## SUPPLIED INFORMATION:
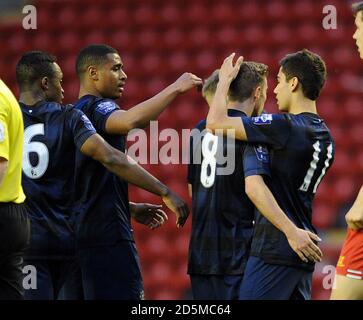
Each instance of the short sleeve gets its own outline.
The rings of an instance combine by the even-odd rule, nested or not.
[[[120,107],[111,100],[101,100],[100,102],[96,102],[95,105],[92,106],[92,108],[93,110],[91,120],[93,125],[98,132],[107,133],[107,119],[112,113],[120,110]]]
[[[73,132],[74,144],[78,149],[81,149],[85,141],[96,132],[91,121],[87,116],[80,110],[71,109],[68,111],[71,126],[71,131]]]
[[[273,149],[285,147],[291,132],[291,123],[285,114],[262,114],[243,117],[243,126],[250,143],[261,143]]]
[[[0,157],[9,160],[8,110],[0,100]]]
[[[243,153],[245,177],[254,175],[270,176],[270,155],[263,145],[247,145]]]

## YOUR INSTRUCTIONS:
Retype the material above exactly, images excluded.

## SOLUTION BELOW:
Each instance of the short sleeve gets its own outline.
The rings of an instance combine by the even-odd rule, nested or not.
[[[120,107],[111,100],[101,100],[100,102],[96,102],[95,105],[92,106],[92,108],[93,110],[91,120],[93,125],[98,132],[107,133],[107,119],[112,113],[120,110]]]
[[[73,132],[74,144],[78,149],[81,149],[85,141],[96,132],[91,121],[87,116],[80,110],[71,109],[68,111],[71,126],[71,131]]]
[[[273,149],[285,147],[291,132],[291,123],[285,114],[262,114],[243,117],[243,126],[250,143],[261,143]]]
[[[0,157],[9,160],[8,110],[0,100]]]
[[[243,153],[245,177],[254,175],[270,176],[270,155],[263,145],[247,145]]]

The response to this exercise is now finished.